Data under study
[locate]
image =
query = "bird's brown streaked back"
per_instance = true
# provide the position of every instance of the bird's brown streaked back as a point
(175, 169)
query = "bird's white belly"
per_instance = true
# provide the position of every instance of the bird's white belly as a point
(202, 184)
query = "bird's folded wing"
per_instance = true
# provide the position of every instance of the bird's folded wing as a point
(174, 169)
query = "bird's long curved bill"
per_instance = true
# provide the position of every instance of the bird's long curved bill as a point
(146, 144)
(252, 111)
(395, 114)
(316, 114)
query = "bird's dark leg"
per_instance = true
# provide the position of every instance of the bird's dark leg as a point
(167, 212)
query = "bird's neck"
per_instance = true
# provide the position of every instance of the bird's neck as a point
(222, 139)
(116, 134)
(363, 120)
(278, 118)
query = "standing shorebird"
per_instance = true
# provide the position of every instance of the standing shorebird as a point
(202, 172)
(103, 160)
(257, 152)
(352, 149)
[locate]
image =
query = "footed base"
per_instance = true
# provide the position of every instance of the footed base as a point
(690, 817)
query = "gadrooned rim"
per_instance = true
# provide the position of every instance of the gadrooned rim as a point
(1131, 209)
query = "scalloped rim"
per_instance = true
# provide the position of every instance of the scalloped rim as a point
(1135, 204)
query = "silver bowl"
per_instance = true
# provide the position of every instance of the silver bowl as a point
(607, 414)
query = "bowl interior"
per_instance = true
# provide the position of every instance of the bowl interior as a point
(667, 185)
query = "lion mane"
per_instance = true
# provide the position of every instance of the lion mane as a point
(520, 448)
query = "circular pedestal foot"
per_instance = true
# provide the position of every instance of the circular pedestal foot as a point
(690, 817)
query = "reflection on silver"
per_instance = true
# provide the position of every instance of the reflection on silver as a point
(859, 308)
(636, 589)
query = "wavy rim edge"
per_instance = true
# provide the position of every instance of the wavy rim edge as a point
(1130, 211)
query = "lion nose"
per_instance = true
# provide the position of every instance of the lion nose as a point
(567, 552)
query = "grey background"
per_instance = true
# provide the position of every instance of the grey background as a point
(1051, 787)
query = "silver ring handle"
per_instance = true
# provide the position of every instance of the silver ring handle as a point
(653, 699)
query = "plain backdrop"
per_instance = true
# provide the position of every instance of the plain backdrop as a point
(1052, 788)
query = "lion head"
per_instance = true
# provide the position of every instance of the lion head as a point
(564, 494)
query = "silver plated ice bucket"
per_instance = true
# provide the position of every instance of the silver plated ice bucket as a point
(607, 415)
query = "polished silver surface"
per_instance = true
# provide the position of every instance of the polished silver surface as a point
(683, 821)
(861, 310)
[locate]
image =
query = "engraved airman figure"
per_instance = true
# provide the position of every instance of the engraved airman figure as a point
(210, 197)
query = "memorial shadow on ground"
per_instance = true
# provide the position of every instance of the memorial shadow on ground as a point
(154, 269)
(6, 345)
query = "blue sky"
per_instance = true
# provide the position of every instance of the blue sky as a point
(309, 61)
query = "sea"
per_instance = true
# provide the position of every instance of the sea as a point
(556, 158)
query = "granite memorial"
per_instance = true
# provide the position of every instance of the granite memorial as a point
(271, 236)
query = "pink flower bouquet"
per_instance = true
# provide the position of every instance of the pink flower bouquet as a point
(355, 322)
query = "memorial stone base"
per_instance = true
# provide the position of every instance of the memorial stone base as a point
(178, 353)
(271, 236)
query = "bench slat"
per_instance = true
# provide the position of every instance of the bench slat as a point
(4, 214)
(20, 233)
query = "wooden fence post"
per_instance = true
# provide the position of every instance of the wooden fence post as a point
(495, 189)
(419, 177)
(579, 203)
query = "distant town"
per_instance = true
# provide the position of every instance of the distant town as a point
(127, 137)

Problem
Would you be able to transcribe every line of the data exactly?

Completed task
[locate]
image =
query = "bird's brown streaked back"
per_instance = true
# provide the position of every instance of the bird's brown streaked back as a point
(175, 169)
query = "bird's white belly"
per_instance = true
# provide the position of every instance of the bird's white belly as a point
(202, 184)
query = "bird's folded wing"
per_instance = true
# provide the position of every instance of the bird's folded wing as a point
(174, 169)
query = "bird's long curved bill"
per_instance = true
# provide the position of every instance of the bird's long curved bill as a point
(146, 144)
(252, 111)
(395, 114)
(316, 114)
query = "bird's dark leg"
per_instance = true
# provide the position of every instance of the bird's dark leg as a point
(167, 212)
query = "bird's neck"
per_instance = true
# provide the position of every instance of the bird's neck as a point
(222, 139)
(116, 134)
(363, 120)
(278, 118)
query = "standing shorebird"
per_instance = true
# provide the position of every instance of the standing shorebird as a point
(202, 172)
(103, 160)
(257, 152)
(352, 149)
[locate]
image =
query = "footed base"
per_instance = true
# provide the position of every instance of the footed base as a point
(690, 817)
query = "gadrooned rim"
per_instance = true
# provide the position of every instance of the gadrooned rim as a point
(1131, 209)
query = "scalloped rim"
per_instance = true
# provide the position of every instance of the scalloped rim as a point
(1135, 204)
query = "silver bowl"
per_instance = true
# provide the position of every instance of the silver bowl as a point
(607, 414)
query = "bowl interior"
per_instance = true
# provide the position of every instance of the bowl interior as a point
(667, 185)
query = "lion mane"
per_instance = true
# provide the position of every instance of the lion mane as a point
(520, 448)
query = "circular pedestal foot"
per_instance = true
# provide the position of every instance of the circular pedestal foot as a point
(690, 817)
query = "reflection on silver"
per_instance = true
# provide the position of every instance of the reflection on silver as a point
(859, 308)
(636, 589)
query = "wavy rim edge"
per_instance = true
# provide the position of every instance of the wavy rim edge as a point
(1130, 211)
query = "lion nose"
per_instance = true
# provide the position of every instance of the lion nose as a point
(567, 552)
query = "grey background"
per_instance = true
# provide the position of every instance of the grey background as a point
(1051, 787)
query = "silver ring handle"
per_instance = true
# provide the position of every instance of the silver ring handle as a point
(653, 699)
query = "plain backdrop"
per_instance = true
# provide the position of every instance of the plain backdrop as a point
(1052, 788)
query = "lion head"
per_instance = true
# provide the position of every instance of the lion head as a point
(564, 494)
query = "silver plated ice bucket"
per_instance = true
# provide the position of every instance of the silver plated ice bucket as a point
(607, 415)
query = "polished silver surface"
per_instance = true
# provide the position of every instance of the polished silver surface as a point
(683, 821)
(861, 310)
[locate]
image =
query = "engraved airman figure"
per_instance = true
# provide the position of every instance of the engraved airman figure as a point
(210, 197)
query = "memorial shadow on ground"
per_instance = true
# provide the position of every instance of the memorial shadow on ground as a point
(154, 269)
(6, 345)
query = "blue sky"
per_instance = true
# provide the position of every instance of the blue sky as a point
(309, 61)
query = "sea"
per_instance = true
# provide the position of every instance of the sea as a point
(556, 158)
query = "granite memorial"
per_instance = true
# provide the position of every instance of the granite memorial as a point
(271, 236)
query = "pink flower bouquet"
per_instance = true
# provide the position of every instance of the pink flower bouquet as a point
(355, 322)
query = "memorial stone base"
per_instance = true
# provide the position of every instance of the memorial stone base as a point
(178, 353)
(271, 236)
query = "bench slat"
per_instance = true
# provide the position of every instance of the bench slat as a point
(4, 214)
(20, 233)
query = "wooden fence post"
per_instance = true
# provide the position of every instance of the wooden fence post as a point
(495, 189)
(419, 177)
(579, 203)
query = "distant town"
per_instance = true
# provide the position of every instance of the distant town as a point
(127, 137)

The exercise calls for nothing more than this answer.